Records from a data source:
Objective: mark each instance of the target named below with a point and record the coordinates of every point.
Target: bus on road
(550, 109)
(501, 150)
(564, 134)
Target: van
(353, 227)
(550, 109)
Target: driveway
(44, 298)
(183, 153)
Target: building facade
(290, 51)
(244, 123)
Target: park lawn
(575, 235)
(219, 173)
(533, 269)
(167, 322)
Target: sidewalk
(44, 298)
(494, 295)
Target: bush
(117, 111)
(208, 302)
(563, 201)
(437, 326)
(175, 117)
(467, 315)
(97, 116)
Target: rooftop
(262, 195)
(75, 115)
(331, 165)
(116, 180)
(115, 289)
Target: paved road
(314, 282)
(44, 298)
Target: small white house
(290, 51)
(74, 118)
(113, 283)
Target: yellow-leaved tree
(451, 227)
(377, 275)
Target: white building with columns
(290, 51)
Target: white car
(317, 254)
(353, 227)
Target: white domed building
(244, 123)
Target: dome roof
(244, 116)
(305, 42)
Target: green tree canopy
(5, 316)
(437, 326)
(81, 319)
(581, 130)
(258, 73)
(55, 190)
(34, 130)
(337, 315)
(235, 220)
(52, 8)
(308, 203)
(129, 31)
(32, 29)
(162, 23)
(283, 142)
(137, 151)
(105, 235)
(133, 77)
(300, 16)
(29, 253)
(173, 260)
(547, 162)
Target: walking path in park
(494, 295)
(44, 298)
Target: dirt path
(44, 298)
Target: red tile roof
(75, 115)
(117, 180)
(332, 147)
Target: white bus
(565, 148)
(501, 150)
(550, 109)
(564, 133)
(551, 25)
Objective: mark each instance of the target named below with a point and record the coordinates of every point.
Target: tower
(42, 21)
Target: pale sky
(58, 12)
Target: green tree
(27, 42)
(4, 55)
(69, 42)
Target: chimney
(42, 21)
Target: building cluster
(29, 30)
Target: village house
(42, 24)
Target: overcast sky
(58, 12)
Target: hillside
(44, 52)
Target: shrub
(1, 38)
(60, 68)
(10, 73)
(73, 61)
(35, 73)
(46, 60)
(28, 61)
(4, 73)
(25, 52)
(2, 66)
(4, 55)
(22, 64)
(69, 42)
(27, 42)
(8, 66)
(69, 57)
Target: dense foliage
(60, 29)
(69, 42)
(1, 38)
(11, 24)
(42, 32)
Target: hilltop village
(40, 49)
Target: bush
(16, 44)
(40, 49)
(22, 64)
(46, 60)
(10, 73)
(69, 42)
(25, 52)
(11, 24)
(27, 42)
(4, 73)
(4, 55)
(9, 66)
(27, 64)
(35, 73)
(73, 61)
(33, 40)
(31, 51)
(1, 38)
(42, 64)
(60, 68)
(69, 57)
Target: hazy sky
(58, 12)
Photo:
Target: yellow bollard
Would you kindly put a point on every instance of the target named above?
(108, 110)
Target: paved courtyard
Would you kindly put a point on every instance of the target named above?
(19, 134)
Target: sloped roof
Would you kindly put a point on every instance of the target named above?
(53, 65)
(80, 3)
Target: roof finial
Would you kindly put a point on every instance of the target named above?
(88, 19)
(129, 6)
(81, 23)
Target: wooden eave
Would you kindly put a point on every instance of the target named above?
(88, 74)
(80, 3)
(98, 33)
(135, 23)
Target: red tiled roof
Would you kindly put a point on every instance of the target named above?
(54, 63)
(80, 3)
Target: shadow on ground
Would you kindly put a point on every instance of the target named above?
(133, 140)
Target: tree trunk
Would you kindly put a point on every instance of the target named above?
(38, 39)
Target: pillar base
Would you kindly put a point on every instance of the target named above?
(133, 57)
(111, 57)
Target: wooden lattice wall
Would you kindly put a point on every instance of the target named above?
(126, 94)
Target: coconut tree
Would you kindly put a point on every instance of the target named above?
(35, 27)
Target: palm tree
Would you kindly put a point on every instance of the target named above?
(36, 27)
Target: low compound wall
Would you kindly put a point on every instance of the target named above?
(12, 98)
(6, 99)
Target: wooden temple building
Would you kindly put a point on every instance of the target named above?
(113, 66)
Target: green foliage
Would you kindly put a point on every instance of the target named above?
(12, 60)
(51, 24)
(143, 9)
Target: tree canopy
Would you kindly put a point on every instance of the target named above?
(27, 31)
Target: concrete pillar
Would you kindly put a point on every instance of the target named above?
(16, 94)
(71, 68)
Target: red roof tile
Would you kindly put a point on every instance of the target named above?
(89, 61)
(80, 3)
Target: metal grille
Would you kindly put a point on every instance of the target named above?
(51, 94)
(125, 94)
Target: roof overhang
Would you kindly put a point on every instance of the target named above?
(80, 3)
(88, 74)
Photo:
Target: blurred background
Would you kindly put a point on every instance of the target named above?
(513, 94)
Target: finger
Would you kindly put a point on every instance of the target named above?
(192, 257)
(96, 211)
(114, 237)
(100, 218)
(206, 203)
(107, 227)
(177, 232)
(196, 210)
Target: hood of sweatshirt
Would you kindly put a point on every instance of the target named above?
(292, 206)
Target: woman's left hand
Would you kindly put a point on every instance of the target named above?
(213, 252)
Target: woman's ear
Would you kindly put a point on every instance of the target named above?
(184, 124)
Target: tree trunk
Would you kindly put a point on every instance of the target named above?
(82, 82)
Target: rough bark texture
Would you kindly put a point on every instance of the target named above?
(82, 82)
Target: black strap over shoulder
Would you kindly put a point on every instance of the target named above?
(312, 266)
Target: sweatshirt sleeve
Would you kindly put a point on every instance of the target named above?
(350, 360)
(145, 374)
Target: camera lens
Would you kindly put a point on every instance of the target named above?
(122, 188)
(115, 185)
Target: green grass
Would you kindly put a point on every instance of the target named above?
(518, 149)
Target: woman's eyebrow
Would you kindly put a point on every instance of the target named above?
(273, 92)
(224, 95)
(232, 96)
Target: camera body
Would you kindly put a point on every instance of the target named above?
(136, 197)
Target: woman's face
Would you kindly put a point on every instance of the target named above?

What to produce:
All that is wanted is the stretch of lines above from the one containing "Target: tree canopy" through the one containing "Target: finger", duplicated exactly.

Solution to the exercise:
Target: tree canopy
Would you kindly put a point on every instance of the target named above?
(27, 31)
Target: concrete pillar
Would you kindly put a point on every instance of the target named above?
(16, 94)
(71, 68)
Target: red roof tile
Would you kindly put a point on every instance of the target named above?
(89, 61)
(80, 3)
Target: metal grille
Would you kindly put a point on every instance of the target named above?
(51, 94)
(125, 94)
Target: roof overhang
Would you kindly put a point on every instance of the target named above?
(80, 3)
(88, 74)
Photo:
Target: blurred background
Would you kindly put a point on every instance of the target named above?
(513, 94)
Target: finger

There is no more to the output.